TASK INSTRUCTIONS
In the kitchen blog post below, turn the paragraph that begins "It's February, it was our wedding anniversary" into a short bulleted list of its main facts.

PROVIDED PASSAGE
Monday 1 February 2021

In My Kitchen - February 2021

It's February, it was our wedding anniversary on the first, and wow, we must be old - our 35th!  Crumbs, I don't know where the years went.  Mr P. arranged the whole shebang (in our friends' backyard), and I just turned up in a pink dress that I'd bought the day before.  He had a female 'best man'; we had 30 guests, and the food was catered by a local café.  And it cost about $500 all up.  I'm thinking that even all those years ago, that was a bloody cheap wedding:-)

So it's time for another IMK.  We're sweltering away in another hot, humid Brisbane summer.  And thankfully, the border with New South Wales is about to come down next week.  I can't wait to head over the border and check out our fave art gallery and our fave seaside towns on the 'other side'.  

I hope your January has been a good one, and I look forward to checking out your IMK posts.  Feel free to let your foodie blogging friends know they are welcome to join us!  Just a reminder: IMK posts are about your kitchen (and maybe garden) happenings over the past month.  Dishes you've cooked, or preserves you've made, or herbs and veg in your garden, kitchen gadgets, and goings-on.  You get the picture:-)  And one curveball!  Throw in whatever you fancy.   

In My Kitchen:

leftover panettone with raspberry and lemon sorbets

Our friend Princess Pia gave us a lemon-scented panettone.  I tore it up and made layers of panettone, interspersed with layers of sorbets.  Then fresh raspberries and blueberries went on top.  Yep, it was delicious.

my cousin sent me this

My cousin always sends me interesting food items for Christmas; here we have some coconut bacon.  It was ... interesting, but I'll stick to the real stuff.  Sorry, little porcine beasties!

I bought more olive oil, and olives in apple balsamic

I like to buy boutique olive oil, and I got some olives in apple balsamic too.   Very tasty!

my homemade Worcestershire sauce after filtering

I ended up with these three bottles, after my sauce had matured for a couple of weeks.  I filtered out all the bits and bobs, and bottled it.  I put in plums this year too, which gave it a fabulous texture and flavour.

INFORMATION SHOWN
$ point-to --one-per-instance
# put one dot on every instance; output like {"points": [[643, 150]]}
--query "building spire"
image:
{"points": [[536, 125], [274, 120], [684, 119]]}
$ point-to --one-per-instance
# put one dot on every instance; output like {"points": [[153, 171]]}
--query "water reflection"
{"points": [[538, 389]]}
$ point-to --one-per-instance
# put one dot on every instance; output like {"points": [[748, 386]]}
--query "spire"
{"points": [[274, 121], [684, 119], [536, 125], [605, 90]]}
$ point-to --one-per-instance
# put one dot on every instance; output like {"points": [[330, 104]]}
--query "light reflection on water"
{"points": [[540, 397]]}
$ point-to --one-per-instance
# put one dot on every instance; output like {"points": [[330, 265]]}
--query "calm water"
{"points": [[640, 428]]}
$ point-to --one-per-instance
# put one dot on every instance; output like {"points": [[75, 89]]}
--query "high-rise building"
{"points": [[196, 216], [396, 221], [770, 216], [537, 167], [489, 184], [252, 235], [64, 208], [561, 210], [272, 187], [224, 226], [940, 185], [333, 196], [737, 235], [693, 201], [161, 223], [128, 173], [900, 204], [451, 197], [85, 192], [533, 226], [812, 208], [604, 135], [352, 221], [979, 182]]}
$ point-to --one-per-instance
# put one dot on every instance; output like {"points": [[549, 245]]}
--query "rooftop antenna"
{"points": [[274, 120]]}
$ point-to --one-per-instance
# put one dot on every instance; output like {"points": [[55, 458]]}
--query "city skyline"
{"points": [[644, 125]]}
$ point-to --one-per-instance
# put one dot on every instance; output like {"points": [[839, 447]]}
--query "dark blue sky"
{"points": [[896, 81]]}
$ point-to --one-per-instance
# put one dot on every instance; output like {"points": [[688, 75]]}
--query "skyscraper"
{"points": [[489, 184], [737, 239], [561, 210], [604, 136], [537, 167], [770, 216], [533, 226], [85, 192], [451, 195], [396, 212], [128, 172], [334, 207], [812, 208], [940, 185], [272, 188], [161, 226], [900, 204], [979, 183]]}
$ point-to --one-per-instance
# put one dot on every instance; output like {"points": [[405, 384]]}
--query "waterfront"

FINISHED ANSWER
- The 35th wedding anniversary fell on the first of February.
- Mr P. arranged the whole wedding, held in friends' backyard.
- The writer turned up in a pink dress bought the day before.
- The 'best man' was female.
- There were 30 guests, and a local café catered the food.
- The wedding cost about $500 in total, which the writer considers very cheap even for that time.